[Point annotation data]
------------------------------------------------------------------------

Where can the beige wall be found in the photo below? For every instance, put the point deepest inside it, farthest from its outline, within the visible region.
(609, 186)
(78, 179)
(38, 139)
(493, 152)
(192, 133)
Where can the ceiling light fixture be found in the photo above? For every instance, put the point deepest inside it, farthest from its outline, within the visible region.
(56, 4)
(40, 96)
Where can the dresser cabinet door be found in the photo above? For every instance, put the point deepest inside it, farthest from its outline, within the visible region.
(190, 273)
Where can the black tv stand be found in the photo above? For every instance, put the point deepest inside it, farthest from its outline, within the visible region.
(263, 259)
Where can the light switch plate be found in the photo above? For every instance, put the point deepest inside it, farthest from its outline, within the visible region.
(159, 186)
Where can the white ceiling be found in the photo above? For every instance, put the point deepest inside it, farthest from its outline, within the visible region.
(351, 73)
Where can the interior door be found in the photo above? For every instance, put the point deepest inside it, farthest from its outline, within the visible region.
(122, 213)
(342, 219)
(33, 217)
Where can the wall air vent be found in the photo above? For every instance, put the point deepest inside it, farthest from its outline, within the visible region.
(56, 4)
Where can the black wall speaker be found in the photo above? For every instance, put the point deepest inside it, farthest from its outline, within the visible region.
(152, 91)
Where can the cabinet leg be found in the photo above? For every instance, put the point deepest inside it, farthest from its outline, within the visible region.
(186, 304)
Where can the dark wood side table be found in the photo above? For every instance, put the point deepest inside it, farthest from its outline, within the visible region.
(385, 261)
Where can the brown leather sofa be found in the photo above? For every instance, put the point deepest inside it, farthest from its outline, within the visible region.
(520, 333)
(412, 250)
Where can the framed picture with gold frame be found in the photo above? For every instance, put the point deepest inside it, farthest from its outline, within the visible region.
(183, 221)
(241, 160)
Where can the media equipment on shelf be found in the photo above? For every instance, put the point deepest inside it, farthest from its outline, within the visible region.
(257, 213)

------------------------------------------------------------------------

**Aim:** Present the lines of the material as a numbered list, starting with the line that contains "Where can the cabinet" and going on through the last line of the material, with any blank lines left out.

**Final result:**
1. Where can the cabinet leg be found in the photo above? For every instance, put the point deepest inside it, farthest from its outline, within the visible region.
2. (186, 304)
3. Where can the dark wood side table be found in the photo above? For every instance, put the point deepest inside it, farthest from its outline, within the visible region.
4. (385, 261)
5. Where can the brown leather sofa be found in the photo above? For every instance, put the point deepest inside it, farthest from its outline, within the visible region.
6. (520, 333)
7. (412, 250)
8. Where can the framed picture with gold frame be found in the photo above? For every instance, put the point deepest inside it, farthest from its outline, within the visible region.
9. (183, 221)
10. (241, 160)
11. Where can the media equipment on shelf be found in the photo above? For every instance, put the point deepest inside it, farthest from its outline, within the visible region.
12. (257, 213)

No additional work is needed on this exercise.